# Text for analysis
------------------------------------------------

In order to deny responsibility for running the show, to ignore our own individual responsibility for fixing this mess, we must delude ourselves into believing that the people we do put in charge will be acting in good faith and in our best interest. If this means participating in a mass deception, so be it. Ironically, as this mess gets worse, less and less people will wake up because the problems will become that much more horrifying.

This is a well know form of positive feedback loop know as denial. In fact, the sleeping with desperately fight you and anyone else who tries to shake them awake. The sleeping deep-in-denial population is the best friend of a Fascist and oppressive government. The powers-that-be understand human psychology extremely well. The average Joe is woefully ignorant of human psychology.

We lose. 

Anonymous's picture

why do you think russians had revoliucion in 1917?

Anonymous's picture

That's a pretty fair synopsis of our present situation. The US is, in fact, broke. Not tomorrow, but today, as in, right now. There's no getting around it, but to deny it. Denial is the first stage, right?

------------------------------------------------

# Data provided

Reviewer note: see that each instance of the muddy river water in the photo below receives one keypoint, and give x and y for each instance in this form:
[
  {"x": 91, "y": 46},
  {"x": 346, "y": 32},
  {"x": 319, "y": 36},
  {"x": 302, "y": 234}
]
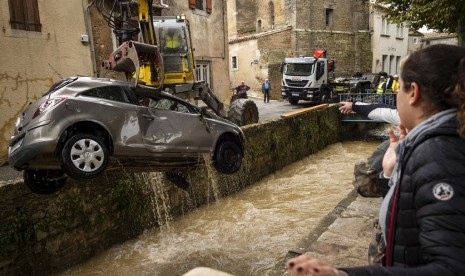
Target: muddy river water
[{"x": 244, "y": 234}]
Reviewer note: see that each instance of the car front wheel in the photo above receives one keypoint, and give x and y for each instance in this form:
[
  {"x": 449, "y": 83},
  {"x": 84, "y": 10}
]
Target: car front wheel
[
  {"x": 228, "y": 157},
  {"x": 84, "y": 156},
  {"x": 44, "y": 181}
]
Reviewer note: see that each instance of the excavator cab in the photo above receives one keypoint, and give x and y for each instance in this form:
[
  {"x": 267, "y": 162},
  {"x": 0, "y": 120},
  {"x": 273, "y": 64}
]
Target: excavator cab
[{"x": 174, "y": 42}]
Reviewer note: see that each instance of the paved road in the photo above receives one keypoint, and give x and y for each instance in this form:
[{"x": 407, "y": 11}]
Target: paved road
[{"x": 267, "y": 111}]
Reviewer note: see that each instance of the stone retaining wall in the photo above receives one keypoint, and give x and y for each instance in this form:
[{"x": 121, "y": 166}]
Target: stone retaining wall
[{"x": 40, "y": 234}]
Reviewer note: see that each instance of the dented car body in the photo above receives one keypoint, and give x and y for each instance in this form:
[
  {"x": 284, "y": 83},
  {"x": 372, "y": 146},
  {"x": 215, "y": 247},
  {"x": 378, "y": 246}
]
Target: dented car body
[{"x": 81, "y": 123}]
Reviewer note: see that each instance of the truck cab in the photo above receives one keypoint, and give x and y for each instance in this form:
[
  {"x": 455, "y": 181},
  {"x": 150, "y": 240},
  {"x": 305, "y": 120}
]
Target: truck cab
[{"x": 305, "y": 78}]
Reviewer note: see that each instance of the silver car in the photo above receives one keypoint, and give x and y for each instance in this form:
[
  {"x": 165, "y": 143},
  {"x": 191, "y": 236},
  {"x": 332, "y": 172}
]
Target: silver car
[{"x": 81, "y": 122}]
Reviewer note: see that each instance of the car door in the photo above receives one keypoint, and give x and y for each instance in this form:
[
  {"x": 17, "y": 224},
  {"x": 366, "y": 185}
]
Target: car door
[{"x": 170, "y": 128}]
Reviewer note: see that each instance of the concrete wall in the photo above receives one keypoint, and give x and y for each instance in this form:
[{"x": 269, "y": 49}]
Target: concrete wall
[
  {"x": 31, "y": 62},
  {"x": 389, "y": 44},
  {"x": 40, "y": 234}
]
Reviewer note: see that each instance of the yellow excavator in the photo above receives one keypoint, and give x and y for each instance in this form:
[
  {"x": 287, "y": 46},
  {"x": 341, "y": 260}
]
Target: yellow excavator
[{"x": 157, "y": 51}]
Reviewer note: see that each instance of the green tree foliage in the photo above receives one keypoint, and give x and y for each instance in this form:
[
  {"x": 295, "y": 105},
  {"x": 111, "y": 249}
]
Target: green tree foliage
[{"x": 441, "y": 15}]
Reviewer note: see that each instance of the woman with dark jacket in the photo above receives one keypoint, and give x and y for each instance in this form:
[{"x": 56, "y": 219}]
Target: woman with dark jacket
[{"x": 423, "y": 214}]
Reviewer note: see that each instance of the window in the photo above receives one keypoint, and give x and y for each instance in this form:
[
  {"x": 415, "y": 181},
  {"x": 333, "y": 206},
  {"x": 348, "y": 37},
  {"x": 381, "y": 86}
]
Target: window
[
  {"x": 400, "y": 30},
  {"x": 384, "y": 64},
  {"x": 384, "y": 26},
  {"x": 271, "y": 10},
  {"x": 202, "y": 71},
  {"x": 24, "y": 15},
  {"x": 234, "y": 62},
  {"x": 391, "y": 63},
  {"x": 203, "y": 5},
  {"x": 397, "y": 64},
  {"x": 329, "y": 17}
]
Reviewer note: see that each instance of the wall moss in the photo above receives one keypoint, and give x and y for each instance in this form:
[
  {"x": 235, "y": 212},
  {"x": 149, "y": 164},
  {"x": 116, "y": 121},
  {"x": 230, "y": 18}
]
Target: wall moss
[{"x": 40, "y": 234}]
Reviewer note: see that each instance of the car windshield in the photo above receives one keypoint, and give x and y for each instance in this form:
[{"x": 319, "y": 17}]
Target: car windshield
[
  {"x": 59, "y": 84},
  {"x": 298, "y": 69}
]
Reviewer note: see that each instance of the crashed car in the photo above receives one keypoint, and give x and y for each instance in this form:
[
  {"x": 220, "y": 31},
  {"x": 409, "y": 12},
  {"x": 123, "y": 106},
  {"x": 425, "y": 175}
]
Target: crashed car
[{"x": 81, "y": 123}]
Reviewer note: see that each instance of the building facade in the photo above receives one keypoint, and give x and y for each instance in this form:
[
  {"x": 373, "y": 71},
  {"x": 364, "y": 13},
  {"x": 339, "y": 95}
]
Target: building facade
[
  {"x": 389, "y": 43},
  {"x": 37, "y": 50},
  {"x": 438, "y": 38},
  {"x": 264, "y": 32},
  {"x": 414, "y": 41}
]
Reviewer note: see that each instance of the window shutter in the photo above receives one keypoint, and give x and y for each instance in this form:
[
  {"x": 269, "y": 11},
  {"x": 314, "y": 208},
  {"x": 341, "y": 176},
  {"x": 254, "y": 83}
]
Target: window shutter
[
  {"x": 209, "y": 6},
  {"x": 32, "y": 15},
  {"x": 192, "y": 4},
  {"x": 16, "y": 14}
]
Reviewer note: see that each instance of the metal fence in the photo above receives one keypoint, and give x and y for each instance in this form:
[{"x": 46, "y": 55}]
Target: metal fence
[{"x": 386, "y": 98}]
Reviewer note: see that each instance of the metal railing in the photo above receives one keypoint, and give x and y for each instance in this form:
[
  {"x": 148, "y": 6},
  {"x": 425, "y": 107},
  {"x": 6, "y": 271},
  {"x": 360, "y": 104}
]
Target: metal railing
[{"x": 371, "y": 98}]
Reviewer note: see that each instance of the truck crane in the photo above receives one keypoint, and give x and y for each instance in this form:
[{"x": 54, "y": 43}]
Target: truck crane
[{"x": 144, "y": 59}]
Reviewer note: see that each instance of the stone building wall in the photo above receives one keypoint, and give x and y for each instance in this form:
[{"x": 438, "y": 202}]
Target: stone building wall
[
  {"x": 40, "y": 234},
  {"x": 347, "y": 39}
]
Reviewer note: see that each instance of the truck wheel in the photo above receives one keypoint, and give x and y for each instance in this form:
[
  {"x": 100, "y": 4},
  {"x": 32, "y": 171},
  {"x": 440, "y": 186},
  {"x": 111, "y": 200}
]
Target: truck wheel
[
  {"x": 293, "y": 101},
  {"x": 228, "y": 157},
  {"x": 44, "y": 181},
  {"x": 243, "y": 112},
  {"x": 84, "y": 156}
]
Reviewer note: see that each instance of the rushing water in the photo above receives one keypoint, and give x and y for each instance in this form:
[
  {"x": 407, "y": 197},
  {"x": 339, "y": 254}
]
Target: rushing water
[{"x": 243, "y": 234}]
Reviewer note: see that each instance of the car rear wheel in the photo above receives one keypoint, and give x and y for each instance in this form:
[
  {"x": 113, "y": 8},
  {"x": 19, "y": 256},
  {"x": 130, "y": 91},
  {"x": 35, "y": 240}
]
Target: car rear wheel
[
  {"x": 44, "y": 181},
  {"x": 228, "y": 157},
  {"x": 84, "y": 156}
]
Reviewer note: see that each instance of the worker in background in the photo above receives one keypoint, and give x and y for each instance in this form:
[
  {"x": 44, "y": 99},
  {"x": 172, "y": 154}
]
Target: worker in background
[{"x": 242, "y": 89}]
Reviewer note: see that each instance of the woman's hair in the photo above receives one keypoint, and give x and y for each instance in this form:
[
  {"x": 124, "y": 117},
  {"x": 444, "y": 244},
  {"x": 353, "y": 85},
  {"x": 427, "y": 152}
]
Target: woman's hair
[{"x": 439, "y": 71}]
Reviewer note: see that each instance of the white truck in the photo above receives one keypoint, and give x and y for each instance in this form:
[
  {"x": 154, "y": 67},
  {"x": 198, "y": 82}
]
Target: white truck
[{"x": 306, "y": 78}]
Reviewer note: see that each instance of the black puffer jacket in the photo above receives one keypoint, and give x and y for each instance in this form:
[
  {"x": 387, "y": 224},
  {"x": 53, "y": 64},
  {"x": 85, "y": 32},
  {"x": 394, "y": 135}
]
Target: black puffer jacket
[{"x": 429, "y": 236}]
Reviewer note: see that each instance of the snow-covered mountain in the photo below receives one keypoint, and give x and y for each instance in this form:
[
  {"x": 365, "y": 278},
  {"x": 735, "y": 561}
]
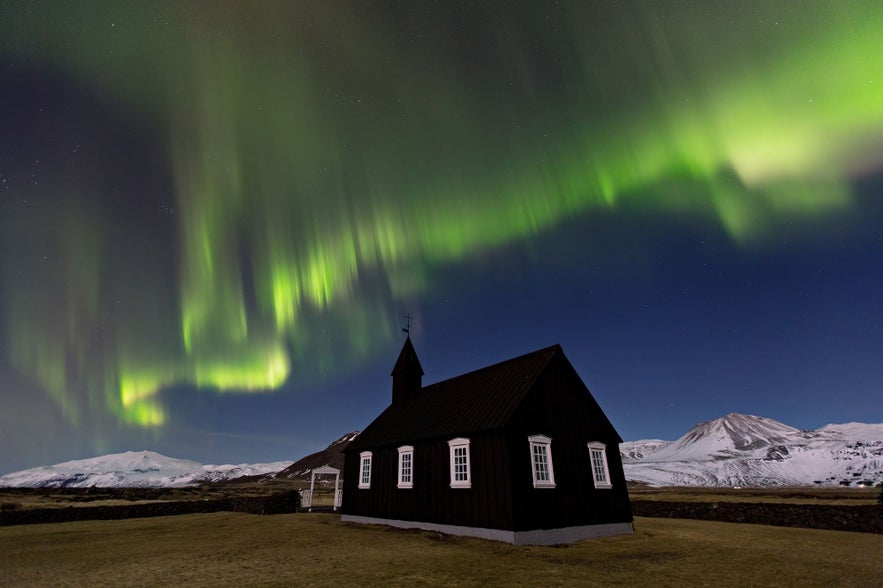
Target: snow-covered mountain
[
  {"x": 132, "y": 470},
  {"x": 745, "y": 450}
]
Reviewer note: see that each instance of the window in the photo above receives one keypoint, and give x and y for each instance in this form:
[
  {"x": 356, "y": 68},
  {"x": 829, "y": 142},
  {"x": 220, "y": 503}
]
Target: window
[
  {"x": 460, "y": 474},
  {"x": 406, "y": 466},
  {"x": 365, "y": 476},
  {"x": 541, "y": 460},
  {"x": 598, "y": 457}
]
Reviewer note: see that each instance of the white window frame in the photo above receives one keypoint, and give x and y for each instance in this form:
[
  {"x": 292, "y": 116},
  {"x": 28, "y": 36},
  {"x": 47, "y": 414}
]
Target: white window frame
[
  {"x": 598, "y": 448},
  {"x": 365, "y": 470},
  {"x": 455, "y": 445},
  {"x": 543, "y": 445},
  {"x": 406, "y": 451}
]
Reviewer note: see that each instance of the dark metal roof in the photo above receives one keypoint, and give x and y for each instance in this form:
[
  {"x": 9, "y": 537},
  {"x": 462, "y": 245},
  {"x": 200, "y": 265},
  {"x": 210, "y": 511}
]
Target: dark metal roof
[{"x": 477, "y": 401}]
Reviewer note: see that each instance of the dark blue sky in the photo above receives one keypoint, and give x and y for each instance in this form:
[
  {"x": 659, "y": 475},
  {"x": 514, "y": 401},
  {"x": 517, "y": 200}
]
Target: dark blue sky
[{"x": 212, "y": 222}]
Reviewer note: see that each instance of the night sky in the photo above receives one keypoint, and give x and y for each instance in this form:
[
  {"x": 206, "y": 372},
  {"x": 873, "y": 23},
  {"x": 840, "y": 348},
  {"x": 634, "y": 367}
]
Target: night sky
[{"x": 214, "y": 215}]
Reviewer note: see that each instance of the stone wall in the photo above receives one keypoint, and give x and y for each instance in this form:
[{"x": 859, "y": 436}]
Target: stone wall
[{"x": 860, "y": 518}]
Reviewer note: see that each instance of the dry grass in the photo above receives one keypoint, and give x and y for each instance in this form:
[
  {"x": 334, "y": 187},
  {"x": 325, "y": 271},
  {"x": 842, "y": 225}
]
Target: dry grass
[{"x": 225, "y": 549}]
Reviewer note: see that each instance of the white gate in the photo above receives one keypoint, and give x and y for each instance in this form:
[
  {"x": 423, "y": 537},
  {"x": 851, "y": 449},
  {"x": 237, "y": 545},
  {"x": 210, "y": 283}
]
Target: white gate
[{"x": 306, "y": 496}]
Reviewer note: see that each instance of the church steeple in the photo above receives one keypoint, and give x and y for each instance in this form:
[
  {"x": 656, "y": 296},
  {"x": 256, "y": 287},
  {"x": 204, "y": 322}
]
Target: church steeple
[{"x": 407, "y": 374}]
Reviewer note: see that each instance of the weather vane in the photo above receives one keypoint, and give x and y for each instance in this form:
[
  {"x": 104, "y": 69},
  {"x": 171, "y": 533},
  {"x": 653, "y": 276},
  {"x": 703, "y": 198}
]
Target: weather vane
[{"x": 408, "y": 318}]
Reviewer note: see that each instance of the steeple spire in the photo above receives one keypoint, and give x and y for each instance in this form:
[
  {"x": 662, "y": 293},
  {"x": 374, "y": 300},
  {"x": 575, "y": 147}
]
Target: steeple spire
[{"x": 407, "y": 374}]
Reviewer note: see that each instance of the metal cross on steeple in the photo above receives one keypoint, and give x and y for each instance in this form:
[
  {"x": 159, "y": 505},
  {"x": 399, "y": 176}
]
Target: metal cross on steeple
[{"x": 408, "y": 318}]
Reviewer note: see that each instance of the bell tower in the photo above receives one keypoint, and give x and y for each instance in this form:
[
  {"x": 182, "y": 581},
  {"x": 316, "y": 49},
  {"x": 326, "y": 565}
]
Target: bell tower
[{"x": 407, "y": 374}]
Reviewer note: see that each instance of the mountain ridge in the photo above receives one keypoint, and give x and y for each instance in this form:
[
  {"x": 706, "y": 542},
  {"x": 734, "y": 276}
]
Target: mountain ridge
[
  {"x": 747, "y": 450},
  {"x": 733, "y": 450}
]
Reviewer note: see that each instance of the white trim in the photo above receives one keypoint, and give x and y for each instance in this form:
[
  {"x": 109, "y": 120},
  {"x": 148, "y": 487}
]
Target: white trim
[
  {"x": 365, "y": 470},
  {"x": 541, "y": 446},
  {"x": 599, "y": 449},
  {"x": 406, "y": 475},
  {"x": 459, "y": 478},
  {"x": 560, "y": 536}
]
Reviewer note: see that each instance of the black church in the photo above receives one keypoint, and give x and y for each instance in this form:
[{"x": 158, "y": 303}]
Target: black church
[{"x": 518, "y": 451}]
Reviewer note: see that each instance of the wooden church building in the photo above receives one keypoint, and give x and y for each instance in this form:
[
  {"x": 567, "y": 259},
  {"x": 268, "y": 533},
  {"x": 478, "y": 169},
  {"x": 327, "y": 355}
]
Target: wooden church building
[{"x": 518, "y": 451}]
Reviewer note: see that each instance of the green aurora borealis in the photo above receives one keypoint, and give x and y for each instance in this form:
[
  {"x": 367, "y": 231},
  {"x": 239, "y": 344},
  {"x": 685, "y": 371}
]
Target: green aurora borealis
[{"x": 326, "y": 157}]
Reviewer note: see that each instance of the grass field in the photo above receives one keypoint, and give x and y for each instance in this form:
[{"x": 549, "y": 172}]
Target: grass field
[{"x": 226, "y": 549}]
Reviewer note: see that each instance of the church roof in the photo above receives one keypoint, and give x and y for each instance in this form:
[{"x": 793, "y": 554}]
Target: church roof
[{"x": 481, "y": 400}]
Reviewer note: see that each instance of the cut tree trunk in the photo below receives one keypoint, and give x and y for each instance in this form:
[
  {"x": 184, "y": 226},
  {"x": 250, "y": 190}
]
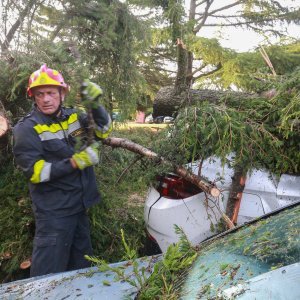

------------------------------------------------

# Tasks
**1)** In the passage on denial, substitute "collective deception" for "mass deception" and write out the part starting with "In order to" and going on through "much more horrifying.".
**2)** Decide whether each statement agrees with the passage on denial. Answer yes or no, and quote the words from the passage that settle it. (a) The passage says the US is broke right now. (b) The passage says the average Joe understands human psychology extremely well. (c) The passage says more people will wake up as the problems get worse.
**3)** Continue the passage on denial, picking up after its last sentence.
The lines above are separate material and are not part of the passage on denial.

# Responses to the tasks
**1)**
In order to deny responsibility for running the show, to ignore our own individual responsibility for fixing this mess, we must delude ourselves into believing that the people we do put in charge will be acting in good faith and in our best interest. If this means participating in a collective deception, so be it. Ironically, as this mess gets worse, less and less people will wake up because the problems will become that much more horrifying.

**2)**
(a) Yes: "The US is, in fact, broke. Not tomorrow, but today, as in, right now."
(b) No: "The average Joe is woefully ignorant of human psychology."
(c) No: "less and less people will wake up because the problems will become that much more horrifying."

**3)**
ShankyS's picture

Possibly your best post yet. Thanks TD. We're so screwed its sad.

It would seem a little presumptuous that an amount representing more
than half of the total US sovereign debt is conveniently swept under
the rug.


dumpster's picture

trillion here , trillion there .. pretty soon they will be spending real money lol

Anonymous's picture

It's only a rounding error.

OutLookingIn's picture

"A nation is not going mad when it does extravagant things, so long as it does them in an extravagant spirit. But whenever we see things done wildly, but taken tamely, then the state is growing insane..."

-Gilbert Keith Chesterton 1910

QQQBall's picture

Now that is a great and appropriate quote

Anonymous's picture

Correct me if I'm wrong, but hasn't the $6.3 trillion already been spent? Thus, shouldn't it be part of last year's budget? Even then, isn't it more of a reallocation of balance sheets rather than a budget item? Just wondering...

Anonymous's picture

I see the Feds grow a "TARP Inspector General" in 2010 at a mere $25 million ($50 million in 2011).

Low pay by GS standards, but I'm willing to sign up.

Eally Ucked's picture

And you worry about Greece induced Euro crisis? Let's start printing!!!

OutLookingIn's picture

Once everyone realizes that they have been lied to, at which point the governments leadership credibility evaporates - leaving the populace with no jobs, no money, no services, no backstop, no justice, no faith, no hope, and no effective government for 300 million people who are armed to the teeth...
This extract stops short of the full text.